*** Opening Excerpted passage ***

Wilson’s principle that all “sectional interests” must be cast aside thus apparently has their warm support, when it is applied, as intended, to the trade unions and the working class.

Monopolies benefit

The measures announced by Wilson benefit businessmen, especially the monopolies and big business. Yet see how these gentlemen react at the merest suggestion of an encroachment on their entrenched interests and privileges. Mr. John Davies, secretary of the Confederation of British Industry, declared at the suggestion that the nationalised industries might be allowed to extend their field of operation:

“Private industry regarded the extension of nationalised industries ‘manufacturing powers’ with implacable hostility…

“Certainly in this area of nationalisation there are the seeds of what might be a dire conflict and thereby (the government) forego the cooperation which it has so far enjoyed and to which any government is entitled providing it does not seek to damage with intent the industrial fabric of the country.”

“…The issue of steel nationalisation might have been an occasion for a major confrontation, but that was withdrawn.” (Speech at luncheon of the London and South Eastern Regional Council of the Confederation of British Industry on 18th November, 1965)

Here you have the issue glaringly exposed. Wilson is demanding that the workers strain every nerve, etc., in the “national interest” which the capitalists interpret as the strengthening of capitalism and the further enrichment of themselves. Anything which touches the sacred vested interests of capitalism is against the “industrial fabric” i.e. capitalist ownership of industry and thus against the national interest!

Class society

By deliberately playing down the class basis of society, the Labour leaders are deceiving the people, and being used by big business for precisely their “selfish sectional interests”.

Yet even from a capitalist point of view the holding down of wages does not serve the interest of modernisation but on the contrary delays and prevents it. Even with the lavish subsidies of the state, 20 percent grants in cash, 40 percent in regional development areas, and the tax concessions in addition, the employers will only undertake modernisation when it promises bigger profits for themselves. That is the only “national interest” that they understand.

*** Closing Excerpted passage ***
*** Opening Records provided ***

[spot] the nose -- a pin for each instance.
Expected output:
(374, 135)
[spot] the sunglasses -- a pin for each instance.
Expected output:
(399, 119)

*** Closing Records provided ***

* What this task involves
Write out the part of the passage above on Wilson and big business word for word, starting with "By deliberately playing" and going on through "that they understand.".

* Answer for the task
By deliberately playing down the class basis of society, the Labour leaders are deceiving the people, and being used by big business for precisely their “selfish sectional interests”.

Yet even from a capitalist point of view the holding down of wages does not serve the interest of modernisation but on the contrary delays and prevents it. Even with the lavish subsidies of the state, 20 percent grants in cash, 40 percent in regional development areas, and the tax concessions in addition, the employers will only undertake modernisation when it promises bigger profits for themselves. That is the only “national interest” that they understand.